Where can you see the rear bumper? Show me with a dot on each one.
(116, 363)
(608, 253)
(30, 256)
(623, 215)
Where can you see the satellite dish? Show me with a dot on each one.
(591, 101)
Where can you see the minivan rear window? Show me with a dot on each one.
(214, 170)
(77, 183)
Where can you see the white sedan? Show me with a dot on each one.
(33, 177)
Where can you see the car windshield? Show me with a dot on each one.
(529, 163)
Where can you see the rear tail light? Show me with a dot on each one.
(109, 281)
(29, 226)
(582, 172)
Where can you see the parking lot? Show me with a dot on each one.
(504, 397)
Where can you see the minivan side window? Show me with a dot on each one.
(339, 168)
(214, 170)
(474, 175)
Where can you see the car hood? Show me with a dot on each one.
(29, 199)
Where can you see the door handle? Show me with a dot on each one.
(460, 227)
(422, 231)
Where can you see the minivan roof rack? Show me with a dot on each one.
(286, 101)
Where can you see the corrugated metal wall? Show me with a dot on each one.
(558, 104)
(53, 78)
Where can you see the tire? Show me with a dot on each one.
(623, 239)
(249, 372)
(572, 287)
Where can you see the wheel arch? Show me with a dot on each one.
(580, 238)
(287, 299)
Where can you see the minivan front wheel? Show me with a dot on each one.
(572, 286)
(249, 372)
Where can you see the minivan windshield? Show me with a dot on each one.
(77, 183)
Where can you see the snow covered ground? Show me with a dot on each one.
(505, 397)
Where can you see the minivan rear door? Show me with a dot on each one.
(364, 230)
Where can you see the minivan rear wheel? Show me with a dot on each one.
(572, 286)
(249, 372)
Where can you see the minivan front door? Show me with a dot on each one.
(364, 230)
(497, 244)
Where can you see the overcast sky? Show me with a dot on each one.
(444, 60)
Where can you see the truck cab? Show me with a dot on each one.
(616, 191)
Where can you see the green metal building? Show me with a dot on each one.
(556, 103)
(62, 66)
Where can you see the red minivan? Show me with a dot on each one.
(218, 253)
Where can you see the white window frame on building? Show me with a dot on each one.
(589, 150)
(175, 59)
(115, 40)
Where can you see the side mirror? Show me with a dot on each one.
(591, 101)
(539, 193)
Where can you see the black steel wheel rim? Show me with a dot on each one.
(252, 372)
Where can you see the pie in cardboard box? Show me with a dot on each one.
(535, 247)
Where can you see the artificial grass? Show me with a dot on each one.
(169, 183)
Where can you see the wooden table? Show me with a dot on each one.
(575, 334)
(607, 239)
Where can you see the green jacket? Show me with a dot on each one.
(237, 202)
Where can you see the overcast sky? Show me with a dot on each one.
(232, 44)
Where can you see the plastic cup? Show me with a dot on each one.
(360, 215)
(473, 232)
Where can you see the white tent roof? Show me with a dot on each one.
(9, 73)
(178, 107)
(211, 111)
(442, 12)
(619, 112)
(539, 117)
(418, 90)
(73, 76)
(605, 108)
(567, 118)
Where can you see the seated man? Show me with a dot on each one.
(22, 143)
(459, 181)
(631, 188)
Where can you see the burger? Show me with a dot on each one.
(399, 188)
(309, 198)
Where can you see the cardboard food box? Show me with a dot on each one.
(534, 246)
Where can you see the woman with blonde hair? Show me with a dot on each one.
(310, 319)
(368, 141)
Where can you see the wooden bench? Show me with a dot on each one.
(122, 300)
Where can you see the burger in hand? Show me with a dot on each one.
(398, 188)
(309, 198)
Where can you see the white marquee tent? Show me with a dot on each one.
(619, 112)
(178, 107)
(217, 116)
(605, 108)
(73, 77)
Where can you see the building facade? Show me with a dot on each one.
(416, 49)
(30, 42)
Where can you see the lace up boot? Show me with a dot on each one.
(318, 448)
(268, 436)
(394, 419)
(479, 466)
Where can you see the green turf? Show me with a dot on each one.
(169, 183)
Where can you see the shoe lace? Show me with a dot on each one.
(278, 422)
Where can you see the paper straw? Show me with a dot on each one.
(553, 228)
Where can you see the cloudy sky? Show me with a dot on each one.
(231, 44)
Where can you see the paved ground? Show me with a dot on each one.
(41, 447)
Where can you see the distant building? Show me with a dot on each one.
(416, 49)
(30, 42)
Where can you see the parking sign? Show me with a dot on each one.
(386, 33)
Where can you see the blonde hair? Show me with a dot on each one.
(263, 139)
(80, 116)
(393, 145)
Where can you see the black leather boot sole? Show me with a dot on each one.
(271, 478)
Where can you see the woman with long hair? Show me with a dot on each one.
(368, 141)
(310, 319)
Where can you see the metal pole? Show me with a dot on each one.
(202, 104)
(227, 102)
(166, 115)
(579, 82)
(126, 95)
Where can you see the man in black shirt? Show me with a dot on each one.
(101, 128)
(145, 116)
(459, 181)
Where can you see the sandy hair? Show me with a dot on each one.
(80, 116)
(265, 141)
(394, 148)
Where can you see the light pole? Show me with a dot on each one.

-*-*-

Nothing in the listing should be left out; repeat it exactly.

Where can you see the rear bumper? Show me with a dot on each one.
(116, 363)
(608, 253)
(30, 256)
(623, 215)
Where can you see the satellite dish? Show me with a dot on each one.
(591, 101)
Where can you see the minivan rear window? Show me with a dot on each one.
(214, 170)
(77, 183)
Where can you see the white sedan? Show me with a dot on each one.
(33, 177)
Where can you see the car windshield? Show me with a dot on each one.
(529, 163)
Where can you see the rear tail light? Show me with a dot on each one.
(109, 281)
(29, 226)
(582, 172)
Where can you see the parking lot? Show me with a dot on each one.
(504, 397)
Where can you see the minivan side window? Show me with a dot on each one.
(339, 168)
(214, 170)
(474, 175)
Where can you see the car hood? Show me with a dot on each one.
(29, 199)
Where can you see the door handle? Show me with a dot on each one.
(460, 227)
(422, 231)
Where can you see the minivan roof rack? Show me with a dot on each one.
(286, 101)
Where can you see the corrugated metal wall? Show me with a dot on each one.
(558, 104)
(53, 78)
Where can you see the tire? Show me with a dot on each one.
(623, 239)
(249, 372)
(572, 287)
Where can you see the wheel arch? Show me with a dot on each one.
(580, 238)
(287, 299)
Where can you see the minivan front wheel? Show me with a dot on each one.
(572, 286)
(249, 372)
Where can you see the minivan windshield? Show me with a dot on each one.
(77, 183)
Where can you see the snow covered ground? Show me with a dot on each one.
(505, 397)
Where can you see the minivan rear door? Show me with a dot on each one.
(364, 230)
Where can you see the minivan rear wheel? Show me with a dot on each one.
(572, 286)
(249, 372)
Where can you see the minivan front door? Show me with a dot on each one.
(364, 230)
(497, 244)
Where can you see the overcast sky? Show me with a dot on each one.
(444, 60)
Where can you see the truck cab? Show me with a dot on each one.
(616, 191)
Where can you see the green metal building? Show me with a dot on each one.
(556, 103)
(62, 66)
Where can you see the red minivan? Show me with a dot on each one.
(218, 253)
Where can you see the white window frame on building? Show me with a dot on each one.
(589, 150)
(175, 59)
(115, 40)
Where can you see the side mirror? Show me with a dot on each one.
(591, 101)
(539, 193)
Where can you see the black steel wheel rim? Show me with a dot on each one.
(252, 372)
Where can you see the pie in cardboard box? Show me with a dot on each one.
(535, 247)
Where can you see the artificial grass? Show me with a dot on each one.
(169, 183)
Where can you see the wooden table? Show me with a dot on each one.
(575, 334)
(607, 239)
Where can you see the green jacket? Show me with a dot on each one.
(237, 202)
Where can you see the overcast sky? Show me with a dot on each one.
(232, 44)
Where can you see the plastic cup? Show me with a dot on each one.
(360, 215)
(473, 232)
Where can you see the white tent roof? Show me with a dot on each one.
(9, 73)
(178, 107)
(211, 111)
(442, 12)
(619, 112)
(539, 117)
(418, 90)
(73, 76)
(605, 108)
(567, 118)
Where can you see the seated man? Show me with a dot on each one.
(22, 143)
(459, 181)
(631, 188)
Where can you see the burger? Show me with a dot on each one.
(399, 188)
(309, 198)
Where can you see the cardboard food box? Show me with a dot on each one.
(534, 246)
Where can you see the woman with blonde hair? Show me with a dot on each one.
(310, 319)
(368, 141)
Where can you see the wooden bench? Show me with a dot on each one.
(122, 300)
Where can you see the burger in hand? Show me with a dot on each one.
(398, 188)
(309, 198)
Where can you see the white marquee tent? Show me with a dot on each one.
(619, 112)
(178, 107)
(217, 116)
(605, 108)
(73, 77)
Where can you see the building facade? Show me with a dot on each one.
(416, 49)
(30, 42)
Where can you see the lace up boot? Show me with a dot on each one.
(318, 448)
(268, 436)
(394, 419)
(479, 466)
Where can you see the green turf? Show me with a dot on each one.
(169, 183)
Where can you see the shoe lace? Show me with a dot on each one.
(278, 422)
Where can you see the paper straw? Show me with a dot on each one.
(553, 228)
Where can you see the cloudy sky? Show me with a dot on each one.
(231, 44)
Where can you see the paved ground? Show me with a dot on each one.
(41, 447)
Where can you see the distant building? Show me with a dot on each one.
(416, 49)
(30, 42)
Where can you see the parking sign? Show me with a dot on each one.
(386, 33)
Where can you see the blonde hair? Show me with a dot on each one.
(263, 139)
(80, 116)
(393, 145)
Where can you see the black leather boot sole? Show me with a dot on each one.
(271, 478)
Where can you see the woman with long hair? Show me with a dot on each one.
(368, 141)
(310, 319)
Where can you see the metal pole? Show me with a dot on each one.
(202, 104)
(227, 102)
(166, 115)
(579, 82)
(126, 95)
Where can you see the man in black shirt? Show me with a dot on each one.
(101, 128)
(145, 116)
(459, 181)
Where can you see the sandy hair? Show me with a dot on each one.
(80, 116)
(265, 141)
(394, 148)
Where can you see the light pole? Show me with a dot on each one.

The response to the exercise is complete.